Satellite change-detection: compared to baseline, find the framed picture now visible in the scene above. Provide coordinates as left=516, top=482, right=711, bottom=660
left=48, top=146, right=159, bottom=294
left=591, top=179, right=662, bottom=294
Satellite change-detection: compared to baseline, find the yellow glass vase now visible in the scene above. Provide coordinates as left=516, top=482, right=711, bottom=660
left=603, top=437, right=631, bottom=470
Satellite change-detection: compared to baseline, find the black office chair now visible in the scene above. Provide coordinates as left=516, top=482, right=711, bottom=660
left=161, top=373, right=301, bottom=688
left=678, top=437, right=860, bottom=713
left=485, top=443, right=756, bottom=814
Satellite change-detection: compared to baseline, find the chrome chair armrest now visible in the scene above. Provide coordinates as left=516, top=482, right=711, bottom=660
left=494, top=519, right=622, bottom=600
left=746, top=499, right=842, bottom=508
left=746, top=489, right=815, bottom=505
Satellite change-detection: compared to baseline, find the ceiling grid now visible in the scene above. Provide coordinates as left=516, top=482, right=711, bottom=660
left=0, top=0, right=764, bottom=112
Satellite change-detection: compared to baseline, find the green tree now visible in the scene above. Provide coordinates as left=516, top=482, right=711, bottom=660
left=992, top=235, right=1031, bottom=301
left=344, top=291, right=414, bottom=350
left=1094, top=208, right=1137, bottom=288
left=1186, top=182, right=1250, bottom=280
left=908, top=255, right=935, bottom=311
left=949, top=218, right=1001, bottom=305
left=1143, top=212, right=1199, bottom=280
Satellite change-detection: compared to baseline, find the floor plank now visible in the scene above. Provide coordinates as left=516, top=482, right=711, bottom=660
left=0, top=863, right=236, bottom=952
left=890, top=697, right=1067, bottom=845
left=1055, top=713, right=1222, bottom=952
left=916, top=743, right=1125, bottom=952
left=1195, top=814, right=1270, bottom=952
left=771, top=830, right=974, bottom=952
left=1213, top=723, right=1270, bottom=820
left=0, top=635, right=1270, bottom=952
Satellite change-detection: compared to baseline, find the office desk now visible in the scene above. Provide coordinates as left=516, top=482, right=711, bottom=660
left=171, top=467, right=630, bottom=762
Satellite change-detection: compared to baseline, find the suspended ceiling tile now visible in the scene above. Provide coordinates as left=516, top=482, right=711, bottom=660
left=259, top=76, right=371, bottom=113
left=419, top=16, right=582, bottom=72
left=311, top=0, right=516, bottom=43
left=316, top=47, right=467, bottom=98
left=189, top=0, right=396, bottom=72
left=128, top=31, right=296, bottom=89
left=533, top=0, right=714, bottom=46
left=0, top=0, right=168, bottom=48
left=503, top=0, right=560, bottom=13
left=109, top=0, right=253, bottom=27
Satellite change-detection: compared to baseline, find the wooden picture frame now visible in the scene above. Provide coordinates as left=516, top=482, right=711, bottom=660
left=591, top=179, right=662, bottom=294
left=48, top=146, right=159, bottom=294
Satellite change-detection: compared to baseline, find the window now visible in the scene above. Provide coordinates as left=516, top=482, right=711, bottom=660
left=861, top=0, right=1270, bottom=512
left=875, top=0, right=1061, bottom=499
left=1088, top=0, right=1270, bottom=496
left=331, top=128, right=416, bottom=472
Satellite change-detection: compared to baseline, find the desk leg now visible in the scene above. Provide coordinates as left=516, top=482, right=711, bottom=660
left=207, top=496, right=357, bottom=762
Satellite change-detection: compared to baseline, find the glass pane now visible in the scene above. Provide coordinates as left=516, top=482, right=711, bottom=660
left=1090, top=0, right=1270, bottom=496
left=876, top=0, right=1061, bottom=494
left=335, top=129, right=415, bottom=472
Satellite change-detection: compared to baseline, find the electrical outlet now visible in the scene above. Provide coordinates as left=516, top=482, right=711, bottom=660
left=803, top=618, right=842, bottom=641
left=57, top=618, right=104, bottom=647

==============================

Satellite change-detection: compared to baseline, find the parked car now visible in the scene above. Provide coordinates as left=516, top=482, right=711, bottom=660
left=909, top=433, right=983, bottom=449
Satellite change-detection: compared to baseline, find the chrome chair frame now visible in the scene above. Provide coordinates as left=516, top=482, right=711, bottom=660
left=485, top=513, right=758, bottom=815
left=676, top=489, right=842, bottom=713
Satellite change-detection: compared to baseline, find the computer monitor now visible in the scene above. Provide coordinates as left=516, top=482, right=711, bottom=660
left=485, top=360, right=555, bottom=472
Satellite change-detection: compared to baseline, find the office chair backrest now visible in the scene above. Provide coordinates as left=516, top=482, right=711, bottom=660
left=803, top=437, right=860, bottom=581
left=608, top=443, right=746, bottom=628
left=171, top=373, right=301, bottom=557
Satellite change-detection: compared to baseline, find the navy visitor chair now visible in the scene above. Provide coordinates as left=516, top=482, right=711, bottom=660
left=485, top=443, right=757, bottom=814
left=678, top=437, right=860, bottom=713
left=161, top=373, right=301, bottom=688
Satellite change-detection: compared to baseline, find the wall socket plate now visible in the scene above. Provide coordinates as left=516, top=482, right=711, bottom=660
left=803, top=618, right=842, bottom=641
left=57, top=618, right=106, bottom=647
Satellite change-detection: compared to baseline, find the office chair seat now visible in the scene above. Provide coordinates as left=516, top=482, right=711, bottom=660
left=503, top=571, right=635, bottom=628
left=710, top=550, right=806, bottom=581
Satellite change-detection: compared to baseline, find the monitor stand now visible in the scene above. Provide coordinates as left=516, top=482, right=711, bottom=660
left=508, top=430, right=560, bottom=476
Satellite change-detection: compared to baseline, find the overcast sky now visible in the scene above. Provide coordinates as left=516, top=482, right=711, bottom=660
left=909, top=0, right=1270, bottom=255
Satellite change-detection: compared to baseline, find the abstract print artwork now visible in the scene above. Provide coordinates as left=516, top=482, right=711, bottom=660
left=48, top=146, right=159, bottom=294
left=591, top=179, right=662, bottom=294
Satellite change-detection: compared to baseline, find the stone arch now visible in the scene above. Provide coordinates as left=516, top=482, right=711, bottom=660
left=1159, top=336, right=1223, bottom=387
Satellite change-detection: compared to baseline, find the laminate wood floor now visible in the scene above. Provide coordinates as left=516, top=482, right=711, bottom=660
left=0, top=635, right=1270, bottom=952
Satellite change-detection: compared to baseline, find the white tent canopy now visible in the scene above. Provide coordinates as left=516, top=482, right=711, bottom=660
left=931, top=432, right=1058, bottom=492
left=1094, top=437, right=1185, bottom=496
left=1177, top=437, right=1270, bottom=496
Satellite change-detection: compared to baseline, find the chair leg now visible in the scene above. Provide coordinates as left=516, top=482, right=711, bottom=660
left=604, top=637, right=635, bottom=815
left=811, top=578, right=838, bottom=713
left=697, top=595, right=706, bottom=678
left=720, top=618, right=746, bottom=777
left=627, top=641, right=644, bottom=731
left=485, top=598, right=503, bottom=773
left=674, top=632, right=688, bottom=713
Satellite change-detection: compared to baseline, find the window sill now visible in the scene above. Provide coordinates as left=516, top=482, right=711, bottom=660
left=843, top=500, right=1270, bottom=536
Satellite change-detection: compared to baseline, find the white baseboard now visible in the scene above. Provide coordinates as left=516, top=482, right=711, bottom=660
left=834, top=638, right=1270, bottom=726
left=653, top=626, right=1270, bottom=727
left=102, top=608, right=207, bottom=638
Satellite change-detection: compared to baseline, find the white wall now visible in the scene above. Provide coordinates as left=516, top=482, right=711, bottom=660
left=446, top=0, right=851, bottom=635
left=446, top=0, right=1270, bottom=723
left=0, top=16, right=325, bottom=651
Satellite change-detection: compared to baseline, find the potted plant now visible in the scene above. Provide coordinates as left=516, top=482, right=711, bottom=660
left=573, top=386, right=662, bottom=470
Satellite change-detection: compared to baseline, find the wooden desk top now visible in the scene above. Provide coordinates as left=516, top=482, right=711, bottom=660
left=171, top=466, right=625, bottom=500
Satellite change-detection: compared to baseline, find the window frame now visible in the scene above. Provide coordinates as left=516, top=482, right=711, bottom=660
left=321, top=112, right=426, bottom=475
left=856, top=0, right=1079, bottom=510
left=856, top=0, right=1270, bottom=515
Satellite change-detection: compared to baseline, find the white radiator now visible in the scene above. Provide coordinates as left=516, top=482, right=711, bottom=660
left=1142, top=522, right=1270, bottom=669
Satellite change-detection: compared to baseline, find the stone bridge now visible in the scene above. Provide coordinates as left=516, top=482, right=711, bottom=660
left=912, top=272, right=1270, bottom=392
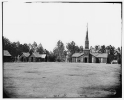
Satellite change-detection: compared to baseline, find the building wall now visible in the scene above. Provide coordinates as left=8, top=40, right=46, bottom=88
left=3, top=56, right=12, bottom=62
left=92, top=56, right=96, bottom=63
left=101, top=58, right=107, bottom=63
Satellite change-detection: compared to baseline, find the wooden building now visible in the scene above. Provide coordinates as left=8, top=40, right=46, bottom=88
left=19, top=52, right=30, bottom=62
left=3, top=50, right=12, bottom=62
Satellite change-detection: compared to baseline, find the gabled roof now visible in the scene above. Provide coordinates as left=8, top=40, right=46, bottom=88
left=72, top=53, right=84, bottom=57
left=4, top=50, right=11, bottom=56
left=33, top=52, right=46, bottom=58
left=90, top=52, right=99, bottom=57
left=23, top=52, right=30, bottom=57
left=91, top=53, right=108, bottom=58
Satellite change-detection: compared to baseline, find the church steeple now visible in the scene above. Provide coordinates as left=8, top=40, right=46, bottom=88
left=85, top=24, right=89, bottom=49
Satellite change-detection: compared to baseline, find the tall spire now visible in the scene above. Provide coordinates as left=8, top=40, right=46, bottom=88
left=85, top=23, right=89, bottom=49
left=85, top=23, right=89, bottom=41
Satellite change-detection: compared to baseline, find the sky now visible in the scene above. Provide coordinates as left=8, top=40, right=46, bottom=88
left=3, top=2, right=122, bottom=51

==============================

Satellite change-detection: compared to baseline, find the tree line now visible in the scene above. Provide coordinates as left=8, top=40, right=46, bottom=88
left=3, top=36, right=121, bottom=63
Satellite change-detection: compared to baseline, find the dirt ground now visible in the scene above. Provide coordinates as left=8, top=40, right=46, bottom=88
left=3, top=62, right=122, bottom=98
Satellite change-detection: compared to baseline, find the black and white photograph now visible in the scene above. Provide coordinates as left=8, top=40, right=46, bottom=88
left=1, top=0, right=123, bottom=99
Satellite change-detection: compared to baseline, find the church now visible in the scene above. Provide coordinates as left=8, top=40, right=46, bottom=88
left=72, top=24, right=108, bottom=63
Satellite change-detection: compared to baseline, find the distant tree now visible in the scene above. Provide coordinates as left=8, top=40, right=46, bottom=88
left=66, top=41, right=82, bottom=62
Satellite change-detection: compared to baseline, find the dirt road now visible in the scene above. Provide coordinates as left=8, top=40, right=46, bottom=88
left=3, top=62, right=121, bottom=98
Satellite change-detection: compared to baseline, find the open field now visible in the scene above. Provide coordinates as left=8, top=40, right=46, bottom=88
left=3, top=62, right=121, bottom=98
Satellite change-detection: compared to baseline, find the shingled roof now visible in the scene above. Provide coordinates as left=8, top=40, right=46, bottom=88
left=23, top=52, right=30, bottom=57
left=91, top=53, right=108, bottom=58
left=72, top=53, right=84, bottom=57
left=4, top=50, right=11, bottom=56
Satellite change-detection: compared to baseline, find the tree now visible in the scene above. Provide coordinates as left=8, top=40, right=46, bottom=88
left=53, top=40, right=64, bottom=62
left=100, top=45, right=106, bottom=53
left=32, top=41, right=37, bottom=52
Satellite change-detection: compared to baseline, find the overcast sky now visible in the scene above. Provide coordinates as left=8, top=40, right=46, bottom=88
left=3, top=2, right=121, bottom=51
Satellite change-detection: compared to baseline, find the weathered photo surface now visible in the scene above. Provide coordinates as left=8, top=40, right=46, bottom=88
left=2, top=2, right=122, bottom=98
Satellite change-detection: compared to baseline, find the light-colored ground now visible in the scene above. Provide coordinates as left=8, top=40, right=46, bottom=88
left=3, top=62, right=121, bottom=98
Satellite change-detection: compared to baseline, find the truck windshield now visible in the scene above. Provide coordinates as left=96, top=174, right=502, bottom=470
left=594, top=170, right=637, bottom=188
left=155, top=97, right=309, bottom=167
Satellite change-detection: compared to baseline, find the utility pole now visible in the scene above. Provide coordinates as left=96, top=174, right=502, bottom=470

==============================

_Written request:_
Can you duplicate the listing word for word, starting at the line containing "find the framed" and ending at the line containing "left=603, top=437, right=631, bottom=470", with both of those lines included and nothing else?

_Reply:_
Satellite change-detection: compared to baseline, find the framed picture now visible in the scene above. Provide coordinates as left=516, top=482, right=711, bottom=660
left=48, top=146, right=159, bottom=294
left=591, top=179, right=662, bottom=294
Satellite change-detection: compared to baseline, find the yellow glass vase now visible in the scene above. Provide coordinates as left=516, top=482, right=711, bottom=660
left=603, top=437, right=631, bottom=470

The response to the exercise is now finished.